Shutter Island Review: No Spoiler
The psychological thriller currently in theatres starring Leonardo Dicaprio and Mark Ruffalo will keep you on the edge of your seat for the entire movie. "Shutter Island" is set in 1954, and opens with U.S. Marshal Teddy Daniels (Dicaprio) paired with new partner Chuck Aule (Ruffalo), also a Marshal. The Marshals have arrived on the island to conduct an investigation regarding the disappearance of a female patient of Asheville Hospital for the Criminally Insane, the organization that runs Shutter Island. Immediately, the scenery of the island is reminiscent of the San Francisco Bay former Federal prison of Alcatraz, although Shutter Island is appreciably larger.
Adapted from the 2003 novel Shutter Island by Dennis Lehane, the movie features some astounding visual effects in the form of war flashbacks. Teddy Daniels was a World War II soldier, and experiences these flashbacks throughout the film, including a great deal of disturbing and moving concept footage of a German concentration camp. The flashbacks come mostly in the form of Dolores (Michelle Williams), who plays the haunting role of Daniels' deceased wife.

----

● **Description of the task**
Copy out word for word the stretch of the Shutter Island review from "Shutter Island Review: No" through "is appreciably larger.". The data that comes next was taken from a different source than the text above.

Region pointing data

----

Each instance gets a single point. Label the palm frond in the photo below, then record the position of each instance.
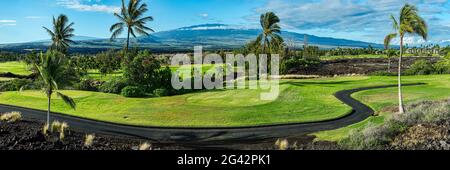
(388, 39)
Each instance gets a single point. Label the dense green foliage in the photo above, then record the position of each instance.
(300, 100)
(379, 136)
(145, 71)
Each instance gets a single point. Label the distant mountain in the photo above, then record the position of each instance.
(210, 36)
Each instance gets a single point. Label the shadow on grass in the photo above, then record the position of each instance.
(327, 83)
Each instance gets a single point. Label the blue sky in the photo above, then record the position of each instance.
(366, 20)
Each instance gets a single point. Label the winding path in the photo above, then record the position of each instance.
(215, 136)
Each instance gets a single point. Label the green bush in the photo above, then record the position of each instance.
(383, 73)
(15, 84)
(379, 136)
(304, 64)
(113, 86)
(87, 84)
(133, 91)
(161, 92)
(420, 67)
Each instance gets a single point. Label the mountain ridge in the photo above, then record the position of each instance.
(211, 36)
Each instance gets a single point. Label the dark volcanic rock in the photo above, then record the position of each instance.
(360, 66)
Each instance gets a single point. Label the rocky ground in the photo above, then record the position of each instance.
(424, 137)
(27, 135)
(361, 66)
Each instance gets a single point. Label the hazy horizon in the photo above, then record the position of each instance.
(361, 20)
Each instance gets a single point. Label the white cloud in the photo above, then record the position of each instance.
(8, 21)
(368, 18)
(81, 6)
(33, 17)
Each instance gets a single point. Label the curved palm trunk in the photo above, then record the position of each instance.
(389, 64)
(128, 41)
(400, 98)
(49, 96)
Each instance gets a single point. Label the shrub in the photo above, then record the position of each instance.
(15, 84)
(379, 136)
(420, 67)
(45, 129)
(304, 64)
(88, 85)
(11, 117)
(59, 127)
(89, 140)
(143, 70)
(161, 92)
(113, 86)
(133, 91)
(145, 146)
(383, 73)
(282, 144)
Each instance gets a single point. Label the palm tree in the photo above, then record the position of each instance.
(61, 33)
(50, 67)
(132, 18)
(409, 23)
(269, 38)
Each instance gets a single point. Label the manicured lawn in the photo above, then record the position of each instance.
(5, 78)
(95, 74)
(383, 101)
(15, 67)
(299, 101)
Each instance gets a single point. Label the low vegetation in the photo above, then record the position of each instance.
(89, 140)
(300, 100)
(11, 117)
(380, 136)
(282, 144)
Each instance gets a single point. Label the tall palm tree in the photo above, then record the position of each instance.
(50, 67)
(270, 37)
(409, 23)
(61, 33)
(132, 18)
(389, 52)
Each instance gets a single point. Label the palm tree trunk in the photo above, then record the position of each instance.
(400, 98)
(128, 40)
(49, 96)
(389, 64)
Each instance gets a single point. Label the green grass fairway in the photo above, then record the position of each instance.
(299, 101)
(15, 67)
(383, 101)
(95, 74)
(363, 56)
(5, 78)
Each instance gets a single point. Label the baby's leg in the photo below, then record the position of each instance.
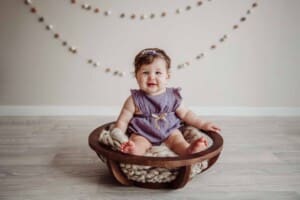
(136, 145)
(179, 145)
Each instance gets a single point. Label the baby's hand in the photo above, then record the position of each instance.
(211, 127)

----

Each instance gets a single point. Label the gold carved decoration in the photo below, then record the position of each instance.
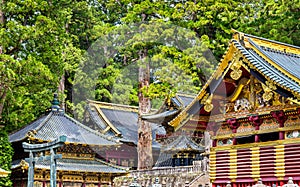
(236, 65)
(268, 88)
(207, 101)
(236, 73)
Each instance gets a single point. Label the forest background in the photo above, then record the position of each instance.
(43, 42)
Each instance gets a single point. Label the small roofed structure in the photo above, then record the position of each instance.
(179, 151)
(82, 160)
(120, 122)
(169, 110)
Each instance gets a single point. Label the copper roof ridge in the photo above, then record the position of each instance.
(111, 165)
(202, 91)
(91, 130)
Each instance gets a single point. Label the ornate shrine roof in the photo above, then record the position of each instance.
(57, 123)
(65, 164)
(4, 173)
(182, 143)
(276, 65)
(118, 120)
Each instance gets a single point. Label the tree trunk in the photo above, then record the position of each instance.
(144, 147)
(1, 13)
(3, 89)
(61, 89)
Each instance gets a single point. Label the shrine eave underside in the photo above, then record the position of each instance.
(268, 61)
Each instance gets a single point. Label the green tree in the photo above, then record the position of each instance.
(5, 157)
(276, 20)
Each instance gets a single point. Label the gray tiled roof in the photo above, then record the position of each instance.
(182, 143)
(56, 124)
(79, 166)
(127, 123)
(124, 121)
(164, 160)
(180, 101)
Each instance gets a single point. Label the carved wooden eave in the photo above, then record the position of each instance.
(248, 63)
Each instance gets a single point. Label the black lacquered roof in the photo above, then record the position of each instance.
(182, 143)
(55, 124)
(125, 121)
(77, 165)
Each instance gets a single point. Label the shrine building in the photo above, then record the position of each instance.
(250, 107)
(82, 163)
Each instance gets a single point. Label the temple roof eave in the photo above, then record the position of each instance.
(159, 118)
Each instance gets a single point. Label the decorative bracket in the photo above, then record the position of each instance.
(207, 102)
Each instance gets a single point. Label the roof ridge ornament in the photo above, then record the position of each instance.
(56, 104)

----

● **Result of the exercise**
Shutter Island Review: No Spoiler
The psychological thriller currently in theatres starring Leonardo Dicaprio and Mark Ruffalo will keep you on the edge of your seat for the entire movie. "Shutter Island" is set in 1954, and opens with U.S. Marshal Teddy Daniels (Dicaprio) paired with new partner Chuck Aule (Ruffalo), also a Marshal. The Marshals have arrived on the island to conduct an investigation regarding the disappearance of a female patient of Asheville Hospital for the Criminally Insane, the organization that runs Shutter Island. Immediately, the scenery of the island is reminiscent of the San Francisco Bay former Federal prison of Alcatraz, although Shutter Island is appreciably larger.